With both ends included, repeat exactly the lines of the entries below from the one containing "The current pipeline step requires locating the rider's" down to the one containing "The current pipeline step requires locating the farm", and no others.

Text-to-region grounding data
★ ★ ★ ★ ★
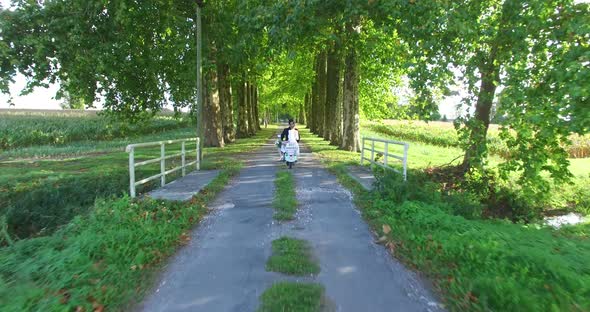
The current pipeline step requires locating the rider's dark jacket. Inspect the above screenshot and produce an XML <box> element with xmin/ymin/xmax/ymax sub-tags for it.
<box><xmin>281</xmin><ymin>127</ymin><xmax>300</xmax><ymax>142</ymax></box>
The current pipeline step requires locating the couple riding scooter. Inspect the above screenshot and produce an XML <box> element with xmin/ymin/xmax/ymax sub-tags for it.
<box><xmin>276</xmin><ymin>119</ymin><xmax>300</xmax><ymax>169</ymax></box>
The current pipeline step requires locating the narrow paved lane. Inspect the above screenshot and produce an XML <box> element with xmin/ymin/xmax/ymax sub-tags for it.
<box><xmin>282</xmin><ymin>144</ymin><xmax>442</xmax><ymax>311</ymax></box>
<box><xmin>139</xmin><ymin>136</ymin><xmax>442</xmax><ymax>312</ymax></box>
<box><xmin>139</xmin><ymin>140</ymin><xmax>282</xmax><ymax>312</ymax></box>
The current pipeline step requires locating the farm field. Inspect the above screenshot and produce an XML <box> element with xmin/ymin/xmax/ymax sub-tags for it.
★ ★ ★ ★ ★
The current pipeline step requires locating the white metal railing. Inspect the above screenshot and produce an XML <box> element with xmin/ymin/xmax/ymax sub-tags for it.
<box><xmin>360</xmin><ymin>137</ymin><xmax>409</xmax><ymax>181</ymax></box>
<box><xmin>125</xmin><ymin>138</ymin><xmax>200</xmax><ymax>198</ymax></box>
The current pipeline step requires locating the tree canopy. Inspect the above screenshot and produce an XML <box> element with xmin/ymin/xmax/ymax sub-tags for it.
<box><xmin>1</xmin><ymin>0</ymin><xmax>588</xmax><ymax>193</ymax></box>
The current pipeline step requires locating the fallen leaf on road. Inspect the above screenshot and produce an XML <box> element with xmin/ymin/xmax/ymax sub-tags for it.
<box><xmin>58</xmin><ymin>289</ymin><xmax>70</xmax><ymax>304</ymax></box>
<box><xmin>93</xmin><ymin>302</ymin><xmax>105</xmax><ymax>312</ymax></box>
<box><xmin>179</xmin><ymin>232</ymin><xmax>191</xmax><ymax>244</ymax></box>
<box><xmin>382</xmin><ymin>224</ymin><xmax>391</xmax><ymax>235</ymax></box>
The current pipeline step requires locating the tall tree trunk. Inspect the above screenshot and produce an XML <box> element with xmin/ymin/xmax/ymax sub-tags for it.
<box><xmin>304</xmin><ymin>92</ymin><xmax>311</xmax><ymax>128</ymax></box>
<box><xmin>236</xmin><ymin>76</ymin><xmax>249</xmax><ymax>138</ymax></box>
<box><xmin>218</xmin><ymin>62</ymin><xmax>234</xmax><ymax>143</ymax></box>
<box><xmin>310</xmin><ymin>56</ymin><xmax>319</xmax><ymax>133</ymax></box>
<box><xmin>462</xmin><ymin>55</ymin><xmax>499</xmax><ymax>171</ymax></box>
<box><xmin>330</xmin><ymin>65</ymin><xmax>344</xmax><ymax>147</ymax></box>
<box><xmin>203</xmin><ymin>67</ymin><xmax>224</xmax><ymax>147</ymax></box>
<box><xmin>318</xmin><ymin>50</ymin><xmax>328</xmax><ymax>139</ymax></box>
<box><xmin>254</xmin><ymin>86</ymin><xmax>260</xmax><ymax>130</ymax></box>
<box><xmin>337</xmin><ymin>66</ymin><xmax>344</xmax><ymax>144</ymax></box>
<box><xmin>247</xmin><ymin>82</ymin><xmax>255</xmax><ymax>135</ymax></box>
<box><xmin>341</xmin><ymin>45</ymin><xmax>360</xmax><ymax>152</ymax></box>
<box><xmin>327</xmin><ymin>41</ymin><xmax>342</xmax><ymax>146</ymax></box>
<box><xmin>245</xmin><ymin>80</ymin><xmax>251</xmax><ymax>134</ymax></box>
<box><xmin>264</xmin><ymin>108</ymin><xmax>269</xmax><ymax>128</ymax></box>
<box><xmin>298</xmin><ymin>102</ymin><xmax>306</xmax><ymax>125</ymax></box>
★ ★ ★ ★ ★
Task response:
The current pipeline step requires locating the rider's dark jacket. Inspect the above screenshot and produce an XML <box> element with xmin/ymin/xmax/ymax sub-tags for it.
<box><xmin>281</xmin><ymin>127</ymin><xmax>300</xmax><ymax>142</ymax></box>
The current pipeline step requires locating the couple riding scooter. Inspect the above screenshot and produce an XML <box> element with xmin/ymin/xmax/ymax sub-tags for it.
<box><xmin>276</xmin><ymin>119</ymin><xmax>300</xmax><ymax>169</ymax></box>
The current pipeline step requires locating the narrow paved lane. Inspect the above screenshot and produce an XML <box> element with xmin/ymin/xmax/ymax sub-tags for it.
<box><xmin>282</xmin><ymin>144</ymin><xmax>442</xmax><ymax>311</ymax></box>
<box><xmin>139</xmin><ymin>136</ymin><xmax>442</xmax><ymax>312</ymax></box>
<box><xmin>139</xmin><ymin>140</ymin><xmax>282</xmax><ymax>312</ymax></box>
The current pipeline step requires locating the farm field. Inspect the above screenshot and produce an XML <box> element with xmin/ymin/xmax/ymax sub-tags for it.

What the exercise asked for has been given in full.